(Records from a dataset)
Segment Open
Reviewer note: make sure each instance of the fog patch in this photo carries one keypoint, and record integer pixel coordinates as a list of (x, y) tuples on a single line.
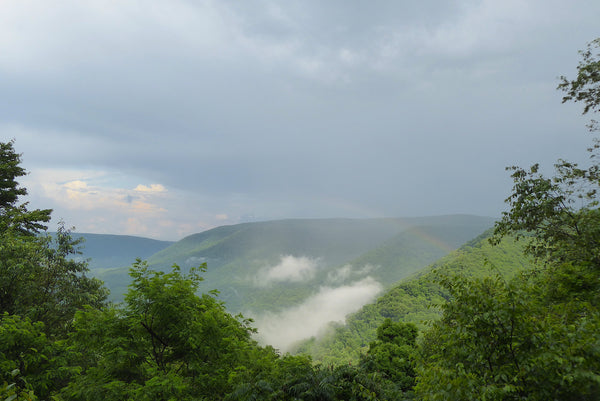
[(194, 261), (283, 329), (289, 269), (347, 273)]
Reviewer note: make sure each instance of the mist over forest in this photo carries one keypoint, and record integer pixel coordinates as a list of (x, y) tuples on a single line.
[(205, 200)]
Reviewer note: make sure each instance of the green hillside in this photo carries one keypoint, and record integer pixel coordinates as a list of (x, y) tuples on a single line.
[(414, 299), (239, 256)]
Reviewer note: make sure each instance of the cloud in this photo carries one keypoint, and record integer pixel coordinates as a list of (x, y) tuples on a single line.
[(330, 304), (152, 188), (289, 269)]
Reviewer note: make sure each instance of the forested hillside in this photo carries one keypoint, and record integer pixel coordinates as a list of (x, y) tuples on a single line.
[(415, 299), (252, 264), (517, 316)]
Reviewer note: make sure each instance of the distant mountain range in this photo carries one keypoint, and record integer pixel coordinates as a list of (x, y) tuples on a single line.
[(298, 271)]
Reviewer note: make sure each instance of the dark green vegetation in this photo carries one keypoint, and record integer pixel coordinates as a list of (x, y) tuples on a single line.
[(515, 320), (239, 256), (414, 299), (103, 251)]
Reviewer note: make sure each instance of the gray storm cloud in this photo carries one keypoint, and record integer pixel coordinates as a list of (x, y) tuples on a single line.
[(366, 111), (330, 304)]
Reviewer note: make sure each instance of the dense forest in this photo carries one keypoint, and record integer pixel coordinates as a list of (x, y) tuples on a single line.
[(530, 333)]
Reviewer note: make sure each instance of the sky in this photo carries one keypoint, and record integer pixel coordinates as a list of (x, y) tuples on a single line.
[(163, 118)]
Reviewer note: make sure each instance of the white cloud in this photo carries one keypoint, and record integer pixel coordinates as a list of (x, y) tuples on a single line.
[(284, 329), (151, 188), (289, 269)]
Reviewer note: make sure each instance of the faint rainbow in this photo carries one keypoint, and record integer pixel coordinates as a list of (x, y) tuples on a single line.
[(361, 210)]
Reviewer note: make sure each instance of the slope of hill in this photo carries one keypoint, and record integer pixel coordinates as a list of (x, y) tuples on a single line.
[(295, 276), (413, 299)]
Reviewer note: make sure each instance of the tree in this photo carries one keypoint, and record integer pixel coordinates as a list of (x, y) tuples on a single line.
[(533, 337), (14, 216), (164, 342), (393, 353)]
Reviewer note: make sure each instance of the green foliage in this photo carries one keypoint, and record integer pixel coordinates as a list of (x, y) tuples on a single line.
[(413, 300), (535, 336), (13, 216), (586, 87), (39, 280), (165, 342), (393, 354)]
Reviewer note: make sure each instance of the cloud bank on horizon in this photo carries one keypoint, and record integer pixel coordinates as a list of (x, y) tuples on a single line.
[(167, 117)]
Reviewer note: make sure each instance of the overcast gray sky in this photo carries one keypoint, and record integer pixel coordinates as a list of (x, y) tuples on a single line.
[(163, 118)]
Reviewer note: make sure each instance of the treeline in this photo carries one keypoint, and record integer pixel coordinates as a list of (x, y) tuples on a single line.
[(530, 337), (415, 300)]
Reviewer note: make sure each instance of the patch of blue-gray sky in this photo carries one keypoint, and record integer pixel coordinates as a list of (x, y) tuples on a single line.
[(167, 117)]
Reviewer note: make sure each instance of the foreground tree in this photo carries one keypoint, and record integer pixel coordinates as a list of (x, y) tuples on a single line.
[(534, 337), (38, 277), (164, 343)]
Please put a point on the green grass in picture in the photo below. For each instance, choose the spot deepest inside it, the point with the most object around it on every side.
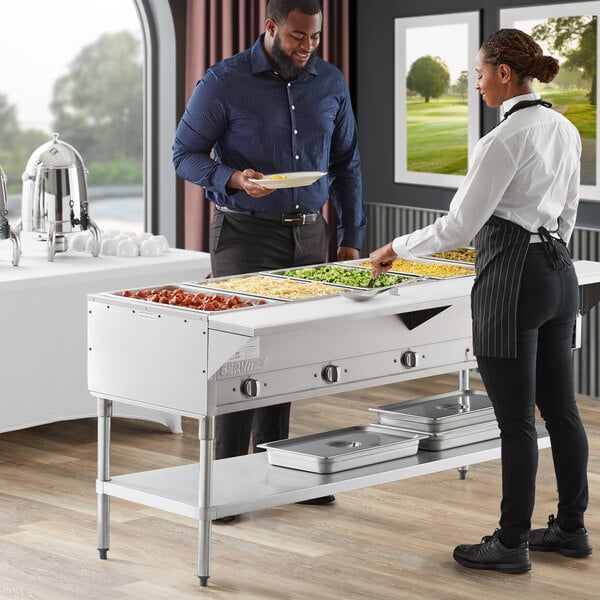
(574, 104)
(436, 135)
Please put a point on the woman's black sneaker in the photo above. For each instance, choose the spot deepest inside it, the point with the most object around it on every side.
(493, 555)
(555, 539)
Segment Closed
● TASK DIRECTIONS:
Return every line above exactly, omitting images.

● ANSWER TO THE EXERCISE:
Reviewer note: make sure each instance of the fog patch in this photo carries one keypoint, and record integer pixel coordinates as a list of (x, y) tuples on a single line.
[(194, 261), (283, 329), (289, 269), (347, 273)]
Reviewer note: make sure each instance of the mist over forest in this photo carries one keypoint, and record integer pixel coordinates as a list of (x, y) tuples on a single line.
[(205, 200)]
Reviewer note: make sure each instance of the green hillside in this photo carries one keypoint, and record integer pixel coordinates as a list of (x, y) tuples on a single line.
[(414, 299), (239, 256)]
Reviewer note: make sure each instance of the cloud in this photo carries one keypoint, and record integer pixel coordinates as a list of (x, y) tuples on a single line.
[(330, 304), (152, 188), (289, 269)]
Reviewer note: make sure each instance of the forested hillside in this photo carries one keypoint, and record integer pixel coordinates as a list of (x, y) tuples on a single line.
[(415, 299), (252, 264), (517, 316)]
Reviewer note: make sure each instance of the distant mountain range in this photo carries one keypoint, and record integer pixel coordinates as a list of (x, y) tuples on a single line.
[(298, 271)]
Reviewer note: make sure each instance of the dark green vegetation in this photo carries one keypoint, and record integer pixel coordinates as a list of (x, y) tuples on a single line.
[(515, 320), (239, 256), (414, 299), (103, 251)]
Reviewer note: make sure each instance of the gray storm cloud in this photo carries one keypoint, and record integer pixel coordinates as a list of (x, y) tuples on a single line.
[(366, 111), (330, 304)]
Reviewer note: make sure each instance of the dense forest in this photo carries one keypoint, and record integer pixel coordinates as a list of (x, y) tuples on a single line.
[(530, 333)]
Reviewer note: make sure each instance of the sky in this photo carries one keypoint, and record integer pixel coordinates as a list of (x, y) tuples on a single line.
[(163, 118)]
Reviewer note: make sure each instance of the white cloud in this photo carries one keypoint, and record integer pixel coordinates as a list of (x, y) tuples on a single line.
[(284, 329), (151, 188), (289, 269)]
Reviewer note: make sure each instance of the faint rainbow in this photo carries one keypoint, and record integer pixel coordinates as a list of (x, y) tuples on a single line.
[(361, 210)]
Reviewer note: make sure each instance of the slope of hill in this photo carries one keypoint, and record integer pixel coordinates as a list of (x, y) tuples on a single line.
[(295, 276), (413, 299)]
Reviewer note: make sure each instance of the tree in this photo carries one keypoint, and record integer pixel coordinates as a list of (x, y) tuples on a single line.
[(533, 337), (14, 216), (164, 342), (393, 353)]
Reviewer note: make sure each instance of the green foliage in this photo carries one keypoint, and record integer pixel coordinates as a list of (x, y) tuples on a single line.
[(413, 300), (535, 336), (13, 216), (586, 87), (39, 280), (165, 342), (393, 354)]
Reviewer note: make sure each instance of the cloud bank on horizon in this photo carries one keypoint, and record integer pixel coordinates as a list of (x, y) tuples on a single line.
[(167, 117)]
Reviewer note: make sure each instance of the overcast gray sky in this photo carries one keypoint, and record integer pixel coordinates as a list of (x, y) tuples on a single line.
[(163, 118)]
Reviewer note: make sure each instance of the treeline in this photo carries one keypoint, and record integer pixel coordinates as a list of (x, y) tuples on a single line.
[(530, 337), (415, 300)]
Reviewer note: make sure each instance of the patch of blue-gray sky in this photo carries one keypoint, and record integer pixel coordinates as a list of (x, y) tuples on a single line.
[(167, 117)]
Reviewer note: make sure each instance of the foreground tree in this photo carries one keypoint, and record integer pixel coordinates as a list of (x, y) tuples on a single line.
[(534, 337), (38, 277), (164, 343)]
Please put a point on the green grass in picture in the photo below. For each instance, choose the spot deepest inside it, the point with the most object around it on every side.
(574, 104)
(436, 135)
Please put a point on the woman's black sneaker in the photo above. For each instance, choose the spot deepest inside it, the point with the most object around it on every side.
(493, 555)
(555, 539)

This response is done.